• _Directions for this task_
The records below must be reproduced in full and without error.

Collected data entries
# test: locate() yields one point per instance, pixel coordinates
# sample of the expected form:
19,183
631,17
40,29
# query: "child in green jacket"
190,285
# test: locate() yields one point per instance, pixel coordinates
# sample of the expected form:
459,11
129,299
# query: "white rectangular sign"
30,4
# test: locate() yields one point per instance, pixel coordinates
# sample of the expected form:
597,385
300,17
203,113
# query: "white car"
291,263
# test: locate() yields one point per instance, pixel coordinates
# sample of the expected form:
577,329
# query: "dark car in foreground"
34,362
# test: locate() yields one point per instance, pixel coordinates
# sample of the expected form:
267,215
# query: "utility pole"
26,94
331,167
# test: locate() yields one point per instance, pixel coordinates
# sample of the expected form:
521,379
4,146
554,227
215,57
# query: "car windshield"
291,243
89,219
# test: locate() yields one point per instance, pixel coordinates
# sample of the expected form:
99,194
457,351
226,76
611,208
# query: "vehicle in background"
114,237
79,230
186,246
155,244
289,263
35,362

• _Reply to the task_
# test: locate() yields one point per instance, pixel coordinates
# sample of the expected form:
19,183
631,17
40,29
# query: "child in green jacket"
190,285
# test: locate() yields one point per instance, pixel coordinates
# sample of the expected form:
459,11
129,299
# query: "white rectangular sign"
30,4
# test: locate() yields one point per instance, pixel coordinates
# sample of the expected form:
597,385
300,17
203,113
# query: "white car"
291,263
# test: locate() yields one point per instance, pixel coordinates
# sample of the expected form:
577,329
# query: "dark car in foreground"
34,362
# test: locate() yields one point per instance, pixel coordinates
# sample of the expected form:
267,215
# query: "utility pole"
26,94
331,167
# test: locate() yields one point per instance, pixel coordinates
# sample of the expected form:
521,379
4,146
554,227
215,57
# query: "car windshield"
291,243
89,219
# test: locate() yields one point per instance, pixel coordinates
# sample of the expected form:
99,194
457,351
226,76
611,208
# query: "vehicle in background"
114,237
79,230
186,246
155,244
289,263
35,362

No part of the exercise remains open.